Exercise prompt - Report every line of the listing that contains the word "hand", treating uppercase and lowercase letters as different.

Dataset rows -

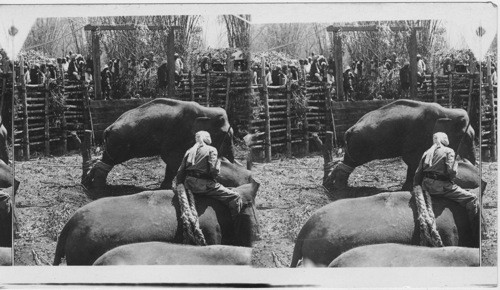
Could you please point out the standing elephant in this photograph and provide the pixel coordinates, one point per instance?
(397, 255)
(4, 154)
(150, 216)
(164, 127)
(158, 253)
(402, 128)
(389, 217)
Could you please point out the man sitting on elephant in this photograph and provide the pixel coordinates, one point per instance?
(435, 173)
(198, 171)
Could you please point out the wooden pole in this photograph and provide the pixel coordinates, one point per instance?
(47, 116)
(64, 133)
(434, 90)
(171, 64)
(267, 141)
(471, 89)
(207, 88)
(86, 153)
(288, 120)
(450, 90)
(230, 67)
(339, 80)
(493, 122)
(26, 134)
(4, 88)
(413, 63)
(96, 56)
(305, 136)
(191, 86)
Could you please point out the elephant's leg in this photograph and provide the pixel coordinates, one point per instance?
(339, 174)
(173, 161)
(96, 177)
(412, 162)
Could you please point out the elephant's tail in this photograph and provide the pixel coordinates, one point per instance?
(61, 245)
(297, 252)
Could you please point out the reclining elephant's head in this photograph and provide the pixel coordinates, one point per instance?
(221, 133)
(460, 134)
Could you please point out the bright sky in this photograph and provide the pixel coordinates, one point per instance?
(462, 18)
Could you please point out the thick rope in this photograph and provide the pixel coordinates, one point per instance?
(429, 235)
(189, 216)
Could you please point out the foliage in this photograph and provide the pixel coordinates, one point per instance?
(272, 58)
(295, 39)
(142, 42)
(238, 30)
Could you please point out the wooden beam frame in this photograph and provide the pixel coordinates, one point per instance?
(367, 28)
(337, 43)
(96, 53)
(126, 27)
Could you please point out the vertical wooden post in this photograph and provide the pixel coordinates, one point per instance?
(471, 89)
(450, 90)
(412, 51)
(47, 116)
(207, 88)
(230, 67)
(64, 133)
(191, 86)
(26, 134)
(267, 145)
(493, 121)
(305, 137)
(86, 153)
(96, 56)
(339, 80)
(171, 64)
(288, 120)
(434, 90)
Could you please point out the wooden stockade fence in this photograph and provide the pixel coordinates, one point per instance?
(44, 115)
(215, 89)
(289, 131)
(286, 115)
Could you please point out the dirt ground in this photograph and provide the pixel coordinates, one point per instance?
(290, 192)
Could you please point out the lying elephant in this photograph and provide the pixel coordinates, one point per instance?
(5, 256)
(149, 216)
(402, 128)
(468, 176)
(164, 127)
(7, 178)
(389, 217)
(6, 217)
(158, 253)
(397, 255)
(4, 154)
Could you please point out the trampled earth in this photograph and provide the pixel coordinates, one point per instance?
(290, 191)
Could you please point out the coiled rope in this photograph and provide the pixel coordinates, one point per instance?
(429, 235)
(190, 223)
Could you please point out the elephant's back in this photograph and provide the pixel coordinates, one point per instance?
(397, 255)
(110, 222)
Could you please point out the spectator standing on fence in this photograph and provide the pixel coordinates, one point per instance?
(494, 77)
(421, 68)
(89, 69)
(179, 67)
(314, 73)
(348, 88)
(268, 79)
(284, 75)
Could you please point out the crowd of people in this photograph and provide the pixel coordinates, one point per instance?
(388, 78)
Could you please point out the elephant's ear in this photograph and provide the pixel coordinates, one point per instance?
(443, 125)
(201, 124)
(219, 121)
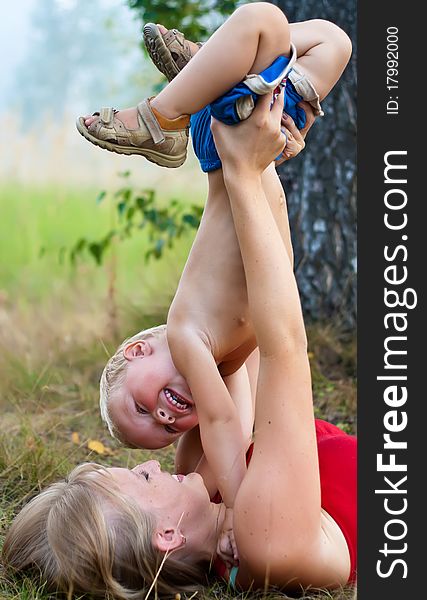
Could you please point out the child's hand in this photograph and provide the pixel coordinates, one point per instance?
(249, 147)
(226, 548)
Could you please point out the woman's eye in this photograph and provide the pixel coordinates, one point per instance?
(170, 429)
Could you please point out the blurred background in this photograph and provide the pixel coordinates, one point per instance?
(92, 244)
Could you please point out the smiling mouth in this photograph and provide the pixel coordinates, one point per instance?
(177, 401)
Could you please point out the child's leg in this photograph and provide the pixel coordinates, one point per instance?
(248, 41)
(323, 52)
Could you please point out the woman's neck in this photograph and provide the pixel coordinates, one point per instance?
(216, 524)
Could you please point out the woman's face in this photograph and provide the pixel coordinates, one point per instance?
(175, 500)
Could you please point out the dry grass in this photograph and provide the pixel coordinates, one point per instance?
(49, 370)
(56, 332)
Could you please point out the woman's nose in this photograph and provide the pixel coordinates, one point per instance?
(152, 466)
(162, 416)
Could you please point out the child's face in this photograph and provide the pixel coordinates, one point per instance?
(154, 406)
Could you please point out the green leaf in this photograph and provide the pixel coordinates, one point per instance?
(96, 249)
(191, 220)
(100, 197)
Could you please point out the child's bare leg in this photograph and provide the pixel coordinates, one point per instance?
(323, 50)
(248, 41)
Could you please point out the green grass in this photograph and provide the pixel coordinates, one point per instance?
(57, 326)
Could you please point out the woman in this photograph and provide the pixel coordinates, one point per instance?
(127, 532)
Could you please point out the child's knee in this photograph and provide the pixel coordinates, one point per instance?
(333, 34)
(261, 12)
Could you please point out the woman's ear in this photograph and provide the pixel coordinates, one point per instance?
(168, 539)
(137, 349)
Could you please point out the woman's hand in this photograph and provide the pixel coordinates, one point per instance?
(253, 144)
(295, 138)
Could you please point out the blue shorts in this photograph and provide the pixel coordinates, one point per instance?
(224, 110)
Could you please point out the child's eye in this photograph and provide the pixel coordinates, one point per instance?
(140, 410)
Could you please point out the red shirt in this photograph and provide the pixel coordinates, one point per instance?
(338, 483)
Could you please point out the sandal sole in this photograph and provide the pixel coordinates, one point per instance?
(159, 52)
(163, 160)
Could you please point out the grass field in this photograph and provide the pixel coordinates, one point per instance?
(58, 325)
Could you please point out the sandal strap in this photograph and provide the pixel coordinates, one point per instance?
(106, 114)
(149, 118)
(176, 42)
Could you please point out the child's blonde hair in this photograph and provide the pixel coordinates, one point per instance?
(83, 535)
(114, 374)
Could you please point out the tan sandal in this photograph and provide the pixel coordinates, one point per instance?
(160, 140)
(170, 52)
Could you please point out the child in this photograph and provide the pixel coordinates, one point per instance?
(162, 380)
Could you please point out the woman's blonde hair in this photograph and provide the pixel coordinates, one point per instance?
(114, 374)
(83, 535)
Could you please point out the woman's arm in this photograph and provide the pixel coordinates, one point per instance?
(278, 503)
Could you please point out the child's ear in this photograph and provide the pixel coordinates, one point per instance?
(168, 539)
(137, 349)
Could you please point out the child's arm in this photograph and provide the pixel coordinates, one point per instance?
(323, 52)
(189, 454)
(220, 430)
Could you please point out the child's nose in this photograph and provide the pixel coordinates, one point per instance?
(163, 416)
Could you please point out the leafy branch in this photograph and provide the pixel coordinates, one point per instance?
(137, 211)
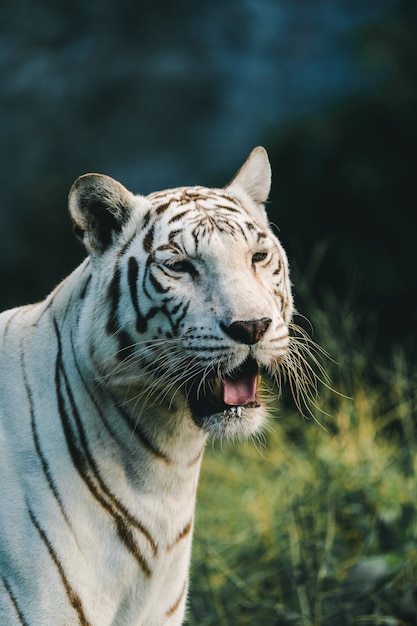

The reply -
Could you please point out the child's hand in this photograph and provide the pixel coordinates, one point per instance?
Could you please point out the woman's hand in this photograph and provide the pixel coordinates, one point per instance?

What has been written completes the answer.